Görev tanımı →
Tahliye müzekkerelerinin iadesine ilişkin haberi son cümlesinden sonra devam ettirin.

Samanyolu Yayın Grubu Başkanı Hidayet Karaca ile 22 Temmuz ve devamında yapılan operasyonlarda tutuklanan; aralarında Yurt Atayün ve Ali Fuat Yılmazer'in de bulunduğu yaklaşık 70 polisin İstanbul 32. Asliye Ceza Mahkemesi kararı uyarınca tahliye edilmeleri için şüpheli avukatlarının müracaatta bulunduğu infaz savcılığından 'iade' kararı çıktı.

Sabah saatlerinde Çağlayan'daki İstanbul Adalet Sarayı'na gelen şüpheli avukatları, nöbetçi İnfaz Savcısı Orhan Güldiker'e, önceki gece İstanbul 32. Asliye Ceza Mahkemesi'nin tahliye kararı üzerine hazırlanan müzekkereleri işleme koyması için başvuruda bulundu. Savcı Güldiker de, İstanbul 32. Asliye Ceza Mahkemesi'nin kararı ile bu kararı "yok hükmünde" sayan İstanbul 10. Sulh Ceza Mahkemesi kararlarını incelemeye aldı.

SANIKLAR HAKKINDA DAVA AÇILMADIĞI BELİRTİLDİ

Savcı Güldiker, akşam saatlerinde avukatların tahliye müzekkerelerinin İstanbul 32. Asliye Ceza Mahkemesi'ne iadesine karar verdi. Kararda, CMK'nın 22-23 maddelerinde hakimin hangi davaya bakacağı ve reddi hakimin davaya bakamayacağı hallerin açıklandığı, ancak henüz sanıklar hakkında iddianame düzenlenerek açılmış bir davanın söz konusu olmadığı vurgulandı.

'KANUNDA ASLİYE CEZA MAHKEMELERİ'NİN GÖREVLERİ TANIMLANMIŞTIR'

Kararda, '6545 sayılı yasanın 48. maddesi ile değişik 5235 sayılı Adli Yargı İlk Derece Mahkemeleri ile Bölge Adliye Mahkemeleri'nin Kuruluş, Görev ve Yetkileri Hakkındaki Kanun'un 10. maddesinin kanunların ayrıca görevli kıldığı haller saklı kalmak üzere yürütülen soruşturmalarda hakim tarafından verilmesi gereken kararları almak, işleri yapmak ve bunlara karşı yapılan itirazları incelemek amacıyla Sulh Ceza Hakimlikleri kurulmuştur. 11. maddede ise Asliye Ceza Mahkemeleri'nin görevlerini tanımlamıştır. Bu düzenlemeye göre, kanunların ayrıca görevli kıldığı haller saklı kalmak üzere, Sulh Ceza Hakimliği ve Ağır Ceza Mahkemeleri'nin görevleri dışında kalan dava ve işlere Asliye Ceza Hakimliği tarafından bakılır' denildi.

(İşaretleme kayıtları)

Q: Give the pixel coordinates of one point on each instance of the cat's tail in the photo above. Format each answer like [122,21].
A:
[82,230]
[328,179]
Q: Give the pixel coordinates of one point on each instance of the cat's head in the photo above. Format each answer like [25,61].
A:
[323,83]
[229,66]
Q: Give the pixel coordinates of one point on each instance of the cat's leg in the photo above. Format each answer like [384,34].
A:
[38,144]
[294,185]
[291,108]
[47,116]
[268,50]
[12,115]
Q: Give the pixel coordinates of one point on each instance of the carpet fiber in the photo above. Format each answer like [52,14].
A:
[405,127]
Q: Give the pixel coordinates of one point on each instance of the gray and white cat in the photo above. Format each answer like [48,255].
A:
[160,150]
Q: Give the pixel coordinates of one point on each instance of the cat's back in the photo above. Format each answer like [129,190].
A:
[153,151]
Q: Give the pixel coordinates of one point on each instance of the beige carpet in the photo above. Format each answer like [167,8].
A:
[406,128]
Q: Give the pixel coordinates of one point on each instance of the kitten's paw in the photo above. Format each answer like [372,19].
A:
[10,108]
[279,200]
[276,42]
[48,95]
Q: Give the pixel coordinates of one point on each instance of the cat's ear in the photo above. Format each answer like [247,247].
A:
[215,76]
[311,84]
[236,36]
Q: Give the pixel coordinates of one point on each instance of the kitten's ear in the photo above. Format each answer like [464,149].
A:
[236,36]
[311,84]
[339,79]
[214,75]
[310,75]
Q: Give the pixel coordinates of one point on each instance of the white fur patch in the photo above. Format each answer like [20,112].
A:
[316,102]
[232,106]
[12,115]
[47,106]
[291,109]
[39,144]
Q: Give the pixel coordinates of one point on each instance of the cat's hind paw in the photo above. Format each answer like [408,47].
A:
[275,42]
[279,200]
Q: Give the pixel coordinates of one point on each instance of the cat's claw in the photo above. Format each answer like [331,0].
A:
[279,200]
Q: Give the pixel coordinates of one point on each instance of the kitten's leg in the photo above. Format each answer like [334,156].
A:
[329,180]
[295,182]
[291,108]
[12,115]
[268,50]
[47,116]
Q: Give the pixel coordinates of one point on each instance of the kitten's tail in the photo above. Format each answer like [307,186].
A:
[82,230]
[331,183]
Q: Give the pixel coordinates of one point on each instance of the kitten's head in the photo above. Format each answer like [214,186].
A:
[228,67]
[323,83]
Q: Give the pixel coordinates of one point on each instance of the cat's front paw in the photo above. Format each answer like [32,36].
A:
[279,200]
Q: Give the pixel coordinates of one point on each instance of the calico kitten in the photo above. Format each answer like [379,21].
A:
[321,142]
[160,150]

Görev yanıtı →
TAHLİYE MÜZEKKERELERİ İADE EDİLDİ

Kararda, 25 Nisan günü İstanbul 32. Asliye Ceza Mahkemesi'nin tahliye kararı verdiği, daha sonra da İstanbul 10. Sulh Ceza Hakimliği'nin şüphelilerin tutukluluk hallerinin devamına karar verdiğinin görüldüğü belirtilerek, şüphelilerin ayrı ayrı tahliyelerine ilişkin karar ve tahliye müzekkerelerinin iade edildiği vurgulandı.

'TAHLİYE KARARI KALDIRILMADI'

Savcının iade kararının ardından, Samanyolu Yayın Grubu Başkanı Hidayet Karaca'nın avukatı Gültekin Avcı, İnfaz Savcılığı'nın tahliye müzekkeresini 32. Asliye Ceza Mahkemesi'ne iade etmesine ilişkin değerlendirmelerde bulundu.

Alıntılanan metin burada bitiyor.